Acórdão n.º 303/90, de 26 de Dezembro de 1990

Acórdão n.º 303/90 Processo n.º 129/89 Acordam, em plenário, no Tribunal Constitucional: I - 1 - Um grupo de 27 deputados à Assembleia da República, com base na alínea a) do n.º 1 do artigo 281.º da Constituição da República Portuguesa, veio requerer ao Tribunal Constitucional a apreciação e declaração, esta com força obrigatória geral, da inconstitucionalidade do n.º 11 do artigo 14.º da Lei n.º 114/88, de 30 de Dezembro (diploma que aprovou o Orçamento do Estado para 1989), e segundo o qual se determinou a suspensão da vigência da Lei n.º 103/88, de 27 de Agosto.

2 - Segundo os requerentes, o preceito em causa ofende a alínea a) do n.º 1 do artigo 60.º da Constituição, pois que, ao suspender a vigência da referida Lei n.º 103/88, deixou subsistir uma discriminação ilegítima no tocante a vencimentos dos professores portadores do curso especial a que se refere o Decreto-Lei n.º 111/76, de 7 de Fevereiro, e dos ex-regentes escolares, que detinham os mesmos direitos e deveres de qualquer docente diplomado, discriminação essa que visou ser abolida pela dita lei, que, com tal finalidade, foiaprovada.

3 - Igualmente os requerentes invocaram que o n.º 11 do artigo 14.º da Lei n.º 114/88 teve um efeito retroactivo, assim violando os artigos 17.º, 18.º, n.º 3, e 277.º da lei fundamental, uma vez que, constando a sua publicação do Diário da República, cuja distribuição ao público só ocorreu em finais de Janeiro, consequentemente, só na data dessa distribuição, acrescida da respectiva vacatio, entrando em vigor, isso implicou uma ilegal destruição dos efeitos que seriam produzidos pela mencionada Lei n.º 103/88, cujo artigo 3.º determinou que a respectiva vigência tivesse lugar em 1 de Janeiro de 1989.

II - Cumprido o artigo 54.º da Lei n.º 28/82, de 15 de Novembro, limitou-se o Presidente da Assembleia da República a oferecer o merecimento dos autos.

III - 1 - É do seguinte teor o n.º 11 do artigo 14.º da Lei n.º 114/88, artigo esse precisamente subordinado à epígrafe 'Gestão de recursos humanos': .........................................................................................................................

11 - É suspensa a vigência da Lei n.º 103/88, de 27 de Agosto.

.........................................................................................................................

2 - Por outra banda, dispôs-se na Lei n.º 103/88: Artigo 1.º Os vencimentos dos professores profissionalizados do ensino primário habilitados com o curso especial a que se refere o Decreto-Lei n.º 111/76, de 7 de Fevereiro, passam a corresponder aos vencimentos dos restantes professores habilitados com o curso normal, de acordo com a legislação em vigor sobre fases e diuturnidades a que já tinham direito.

○ ○ ○ ○ ○ ○ ○

No acórdão acima, quantos deputados à Assembleia da República requereram ao Tribunal Constitucional a apreciação da inconstitucionalidade?

Itens listados num conjunto de dados:
○ ○ ○ ○ ○ ○ ○

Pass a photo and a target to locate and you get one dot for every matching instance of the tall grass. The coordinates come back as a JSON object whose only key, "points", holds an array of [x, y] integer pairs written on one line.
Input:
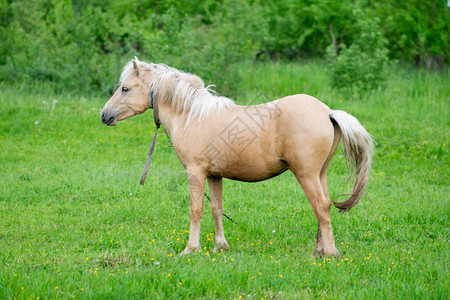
{"points": [[76, 223]]}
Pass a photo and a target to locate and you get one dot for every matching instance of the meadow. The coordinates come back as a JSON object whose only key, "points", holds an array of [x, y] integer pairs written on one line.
{"points": [[75, 223]]}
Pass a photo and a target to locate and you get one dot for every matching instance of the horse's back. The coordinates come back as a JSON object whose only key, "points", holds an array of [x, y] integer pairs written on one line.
{"points": [[306, 131]]}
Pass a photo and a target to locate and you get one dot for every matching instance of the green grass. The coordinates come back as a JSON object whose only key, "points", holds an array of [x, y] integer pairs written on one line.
{"points": [[76, 223]]}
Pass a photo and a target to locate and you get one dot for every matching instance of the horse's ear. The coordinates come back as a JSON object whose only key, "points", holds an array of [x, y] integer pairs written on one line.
{"points": [[135, 66]]}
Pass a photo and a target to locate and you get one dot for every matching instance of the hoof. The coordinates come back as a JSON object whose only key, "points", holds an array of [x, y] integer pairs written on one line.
{"points": [[323, 254], [221, 247], [190, 250]]}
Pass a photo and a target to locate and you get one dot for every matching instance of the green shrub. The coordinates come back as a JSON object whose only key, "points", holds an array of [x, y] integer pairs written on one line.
{"points": [[362, 66]]}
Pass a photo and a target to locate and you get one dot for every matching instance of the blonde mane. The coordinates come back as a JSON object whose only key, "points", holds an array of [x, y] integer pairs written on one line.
{"points": [[185, 92]]}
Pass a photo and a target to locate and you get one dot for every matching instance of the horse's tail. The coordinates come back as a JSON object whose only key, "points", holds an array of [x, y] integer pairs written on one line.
{"points": [[358, 149]]}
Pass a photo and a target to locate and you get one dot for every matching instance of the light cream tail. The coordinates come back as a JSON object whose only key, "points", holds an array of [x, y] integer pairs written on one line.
{"points": [[358, 149]]}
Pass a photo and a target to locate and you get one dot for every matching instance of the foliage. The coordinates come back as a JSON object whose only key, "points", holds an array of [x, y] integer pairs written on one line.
{"points": [[362, 66], [75, 221], [82, 45]]}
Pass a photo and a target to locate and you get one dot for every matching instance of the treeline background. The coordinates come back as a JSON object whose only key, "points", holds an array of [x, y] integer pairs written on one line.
{"points": [[81, 45]]}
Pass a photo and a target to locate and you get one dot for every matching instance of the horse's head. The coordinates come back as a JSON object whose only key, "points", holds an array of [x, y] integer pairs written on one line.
{"points": [[131, 98]]}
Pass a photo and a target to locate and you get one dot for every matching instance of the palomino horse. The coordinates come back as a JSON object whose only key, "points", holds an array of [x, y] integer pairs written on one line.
{"points": [[215, 138]]}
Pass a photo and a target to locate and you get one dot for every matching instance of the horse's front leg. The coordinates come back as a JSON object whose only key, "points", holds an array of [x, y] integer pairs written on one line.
{"points": [[215, 188], [196, 181]]}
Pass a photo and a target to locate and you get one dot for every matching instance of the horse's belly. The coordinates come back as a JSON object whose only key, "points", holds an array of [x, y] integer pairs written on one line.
{"points": [[251, 170]]}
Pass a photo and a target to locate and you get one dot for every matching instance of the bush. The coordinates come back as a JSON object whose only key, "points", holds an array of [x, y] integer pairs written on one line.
{"points": [[362, 66]]}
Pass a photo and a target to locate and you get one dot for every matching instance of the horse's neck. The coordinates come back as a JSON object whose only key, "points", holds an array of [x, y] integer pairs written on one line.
{"points": [[173, 122]]}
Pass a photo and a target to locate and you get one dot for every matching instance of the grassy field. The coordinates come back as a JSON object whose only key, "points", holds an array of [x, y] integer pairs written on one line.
{"points": [[76, 224]]}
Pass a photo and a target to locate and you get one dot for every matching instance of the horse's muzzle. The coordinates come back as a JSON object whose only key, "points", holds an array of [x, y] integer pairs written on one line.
{"points": [[108, 119]]}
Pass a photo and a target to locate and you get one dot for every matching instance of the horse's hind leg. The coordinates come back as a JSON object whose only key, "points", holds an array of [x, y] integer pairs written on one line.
{"points": [[215, 189], [325, 245], [197, 191]]}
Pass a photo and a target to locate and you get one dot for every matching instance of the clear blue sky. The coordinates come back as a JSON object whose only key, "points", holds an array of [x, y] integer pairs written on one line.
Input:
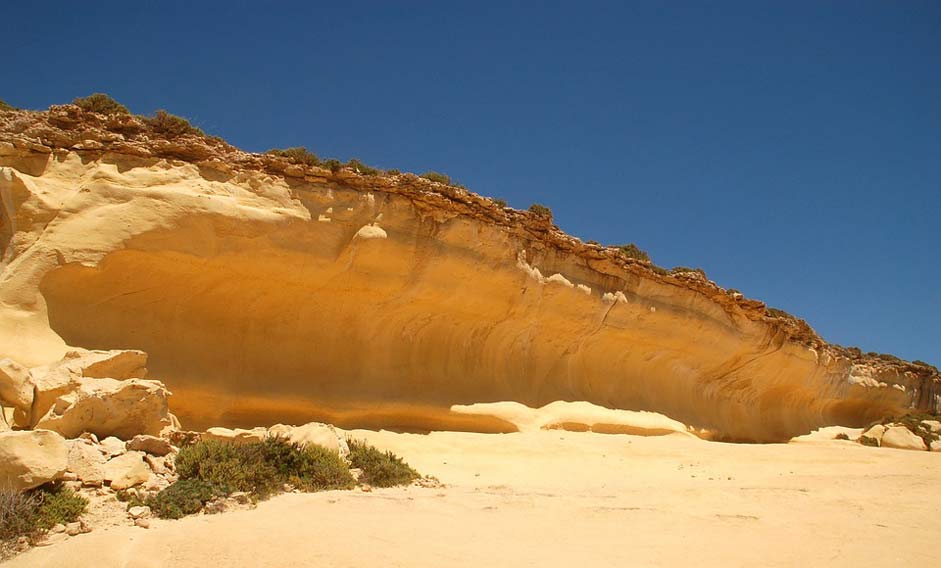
{"points": [[791, 149]]}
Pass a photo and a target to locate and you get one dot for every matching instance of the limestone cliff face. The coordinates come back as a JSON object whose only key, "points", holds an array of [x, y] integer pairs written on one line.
{"points": [[264, 291]]}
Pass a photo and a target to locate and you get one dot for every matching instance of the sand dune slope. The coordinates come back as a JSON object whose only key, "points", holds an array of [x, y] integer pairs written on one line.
{"points": [[556, 498]]}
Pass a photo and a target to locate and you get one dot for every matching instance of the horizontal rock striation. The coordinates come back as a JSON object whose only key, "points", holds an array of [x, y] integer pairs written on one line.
{"points": [[266, 291]]}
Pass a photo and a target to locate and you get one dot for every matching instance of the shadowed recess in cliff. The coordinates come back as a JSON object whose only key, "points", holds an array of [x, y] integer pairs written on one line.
{"points": [[256, 323]]}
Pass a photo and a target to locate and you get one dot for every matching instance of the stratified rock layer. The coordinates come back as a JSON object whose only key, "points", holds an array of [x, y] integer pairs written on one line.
{"points": [[268, 292]]}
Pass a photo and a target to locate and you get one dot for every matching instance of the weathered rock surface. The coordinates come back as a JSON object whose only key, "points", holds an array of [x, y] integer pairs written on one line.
{"points": [[127, 470], [258, 303], [109, 407], [30, 458], [150, 444], [87, 462], [902, 438], [325, 435], [238, 435], [875, 433]]}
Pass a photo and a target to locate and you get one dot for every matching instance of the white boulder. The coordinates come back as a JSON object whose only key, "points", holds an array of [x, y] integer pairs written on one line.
{"points": [[32, 457]]}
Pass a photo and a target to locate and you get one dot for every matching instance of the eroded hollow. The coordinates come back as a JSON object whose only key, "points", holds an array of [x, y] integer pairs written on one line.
{"points": [[250, 324]]}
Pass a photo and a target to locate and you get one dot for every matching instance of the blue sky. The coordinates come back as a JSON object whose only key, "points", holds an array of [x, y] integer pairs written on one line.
{"points": [[791, 149]]}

○ ○ ○ ○ ○ ○ ○

- TAREFA CONCLUÍDA
Foram 27 deputados à Assembleia da República.